## EXERCISE PROMPT
Copy the lines verbatim, beginning with the line that contains "Would you please locate the grass" and continuing through the end of the data, and only those lines.

[Object point labels]
-- -- --

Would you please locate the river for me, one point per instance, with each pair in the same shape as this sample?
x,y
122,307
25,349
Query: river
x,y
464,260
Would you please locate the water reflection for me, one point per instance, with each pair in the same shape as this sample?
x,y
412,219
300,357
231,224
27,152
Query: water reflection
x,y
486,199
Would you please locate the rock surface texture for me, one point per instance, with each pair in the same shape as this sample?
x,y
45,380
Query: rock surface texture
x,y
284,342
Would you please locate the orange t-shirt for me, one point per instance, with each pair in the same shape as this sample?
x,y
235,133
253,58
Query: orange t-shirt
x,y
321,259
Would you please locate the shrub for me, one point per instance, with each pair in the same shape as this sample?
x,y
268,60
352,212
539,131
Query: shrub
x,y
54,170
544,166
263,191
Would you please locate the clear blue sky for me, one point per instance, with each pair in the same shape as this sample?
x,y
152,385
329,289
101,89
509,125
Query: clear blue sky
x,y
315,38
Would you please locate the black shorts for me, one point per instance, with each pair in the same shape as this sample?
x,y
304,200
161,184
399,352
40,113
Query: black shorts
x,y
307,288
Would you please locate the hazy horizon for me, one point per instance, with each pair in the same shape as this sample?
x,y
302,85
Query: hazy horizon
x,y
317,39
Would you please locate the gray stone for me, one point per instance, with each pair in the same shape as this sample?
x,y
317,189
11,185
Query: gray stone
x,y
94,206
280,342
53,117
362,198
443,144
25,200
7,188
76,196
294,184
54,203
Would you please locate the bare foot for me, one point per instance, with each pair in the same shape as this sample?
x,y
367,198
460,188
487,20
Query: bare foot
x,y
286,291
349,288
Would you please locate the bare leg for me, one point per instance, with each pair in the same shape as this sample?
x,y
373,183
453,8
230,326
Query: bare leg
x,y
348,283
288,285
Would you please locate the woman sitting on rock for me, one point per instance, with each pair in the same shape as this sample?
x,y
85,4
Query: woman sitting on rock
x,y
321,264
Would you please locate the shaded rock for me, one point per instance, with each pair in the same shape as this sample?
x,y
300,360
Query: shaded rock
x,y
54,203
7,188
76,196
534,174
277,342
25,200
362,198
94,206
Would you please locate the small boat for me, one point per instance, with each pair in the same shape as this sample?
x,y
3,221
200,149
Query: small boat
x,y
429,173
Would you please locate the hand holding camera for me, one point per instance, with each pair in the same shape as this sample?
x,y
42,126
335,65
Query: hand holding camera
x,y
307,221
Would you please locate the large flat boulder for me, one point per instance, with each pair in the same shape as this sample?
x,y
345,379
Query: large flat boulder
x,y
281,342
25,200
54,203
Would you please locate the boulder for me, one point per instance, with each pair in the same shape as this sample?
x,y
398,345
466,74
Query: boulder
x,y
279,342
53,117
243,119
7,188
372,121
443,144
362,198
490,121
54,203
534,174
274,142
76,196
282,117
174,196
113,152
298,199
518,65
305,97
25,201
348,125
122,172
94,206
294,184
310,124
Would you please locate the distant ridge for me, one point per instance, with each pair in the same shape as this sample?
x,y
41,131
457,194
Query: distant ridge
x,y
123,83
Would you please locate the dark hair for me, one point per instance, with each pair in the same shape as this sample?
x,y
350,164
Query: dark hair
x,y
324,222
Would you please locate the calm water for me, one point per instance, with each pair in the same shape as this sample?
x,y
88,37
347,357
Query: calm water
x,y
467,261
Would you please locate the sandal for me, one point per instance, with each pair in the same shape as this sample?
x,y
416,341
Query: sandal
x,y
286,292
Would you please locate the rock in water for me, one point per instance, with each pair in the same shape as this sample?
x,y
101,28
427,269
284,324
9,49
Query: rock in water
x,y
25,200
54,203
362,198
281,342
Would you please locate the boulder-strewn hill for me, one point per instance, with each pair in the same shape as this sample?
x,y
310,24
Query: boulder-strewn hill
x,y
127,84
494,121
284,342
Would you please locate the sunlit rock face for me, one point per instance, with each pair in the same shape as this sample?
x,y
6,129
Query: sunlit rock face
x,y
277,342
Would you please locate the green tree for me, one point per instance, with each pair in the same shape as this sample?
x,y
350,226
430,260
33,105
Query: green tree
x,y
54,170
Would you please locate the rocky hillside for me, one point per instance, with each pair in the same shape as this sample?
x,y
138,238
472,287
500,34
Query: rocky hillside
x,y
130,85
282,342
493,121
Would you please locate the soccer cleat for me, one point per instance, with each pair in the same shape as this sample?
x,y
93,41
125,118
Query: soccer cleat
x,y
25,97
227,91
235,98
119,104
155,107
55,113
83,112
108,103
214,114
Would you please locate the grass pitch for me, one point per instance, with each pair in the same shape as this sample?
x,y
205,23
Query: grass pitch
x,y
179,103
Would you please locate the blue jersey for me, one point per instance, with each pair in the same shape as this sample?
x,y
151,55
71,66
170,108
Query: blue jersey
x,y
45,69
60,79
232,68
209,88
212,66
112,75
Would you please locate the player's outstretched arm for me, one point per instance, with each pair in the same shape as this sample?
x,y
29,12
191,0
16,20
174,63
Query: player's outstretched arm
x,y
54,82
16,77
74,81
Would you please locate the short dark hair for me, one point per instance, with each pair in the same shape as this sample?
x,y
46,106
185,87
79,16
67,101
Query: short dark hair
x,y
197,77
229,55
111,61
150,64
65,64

-- -- --

## EXERCISE SOLUTION
Would you please locate the grass pitch for me, one point per instance, with each pair in the same shape as this sample?
x,y
205,23
Query: grass pitch
x,y
179,103
Would you please locate the blue jersey for me, one point per instance, with each pair in the same shape as this sample?
x,y
151,55
71,66
170,108
Query: blue jersey
x,y
45,69
60,79
232,68
209,88
212,66
112,75
Would you please locate the player's outstretched arm for me, one point per instance, with each pair in the same shape as this sample?
x,y
29,12
191,0
16,20
174,63
Query: player's outstretched arm
x,y
54,82
16,77
74,81
Would you please locate the short dark hair for me, one point per instance, with each pair in the same shape as this sample?
x,y
46,106
185,87
79,16
67,101
Query: short dark hair
x,y
197,77
229,55
111,61
150,64
65,64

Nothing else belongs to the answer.